# Exercise passage
I believe this machine is really the NORC [0]. Some highlights from the Wikipedia article: It had 2000 words of memory, each that stored a ~13 digit decimal number and it ran at about ~15000 operations/second. It was considered the most powerful computer in the word when released, and at the dedication it set a record for pi @ 3089 digits, calculated in 13 minutes.
The same reason anyone did: signal status. Immigrants can be self conscious of their accents, so it seems even more likely that a normal person would feel that impulse.
Imagine von Neumann on a podcast like Lex Fridman's "AI Podcast" or Eric Weinstein's "The Portal". Would this diminish our view of his legacy, for him to come "down to earth"?
>Would this diminish our view of his legacy, for him to come "down to earth"?
I doubt it. Consider how the greatest minds of the 20th century thought of him:
"I have known a great many intelligent people in my life. I knew Planck, von Laue and Heisenberg. Paul Dirac was my brother in law; Leo Szilard and Edward Teller have been among my closest friends; and Albert Einstein was a good friend, too. But none of them had a mind as quick and acute as Jansci [John] von Neumann. I have often remarked this in the presence of those men and no one ever disputed me."
— Nobel Laureate Eugene Wigner
"You know, Herb, how much faster I am in thinking than you are. That is how much faster von Neumann is compared to me."

# Questions on the material
(1) Please duplicate part of the von Neumann discussion word for word, starting with "I believe this" and going on through "feel that impulse.".
(2) Answer these questions from the von Neumann discussion:
(a) How many words of memory did the machine have?
(b) To how many digits of pi did it calculate at the dedication?
(c) Who is credited with the quote that mentions knowing Planck, von Laue and Heisenberg?

# Record extracts

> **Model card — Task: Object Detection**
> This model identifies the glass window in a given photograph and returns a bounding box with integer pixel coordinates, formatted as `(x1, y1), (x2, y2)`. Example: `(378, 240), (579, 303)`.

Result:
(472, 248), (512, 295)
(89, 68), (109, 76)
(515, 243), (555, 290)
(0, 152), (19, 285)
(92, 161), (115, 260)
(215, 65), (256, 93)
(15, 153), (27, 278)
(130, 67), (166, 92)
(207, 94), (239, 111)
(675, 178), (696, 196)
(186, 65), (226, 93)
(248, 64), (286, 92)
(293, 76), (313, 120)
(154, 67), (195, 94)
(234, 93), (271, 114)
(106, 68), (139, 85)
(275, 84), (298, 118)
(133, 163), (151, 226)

# Solutions in order
(1)
I believe this machine is really the NORC [0]. Some highlights from the Wikipedia article: It had 2000 words of memory, each that stored a ~13 digit decimal number and it ran at about ~15000 operations/second. It was considered the most powerful computer in the word when released, and at the dedication it set a record for pi @ 3089 digits, calculated in 13 minutes.
The same reason anyone did: signal status. Immigrants can be self conscious of their accents, so it seems even more likely that a normal person would feel that impulse.

(2)
(a) 2000 words.
(b) 3089 digits.
(c) Nobel Laureate Eugene Wigner.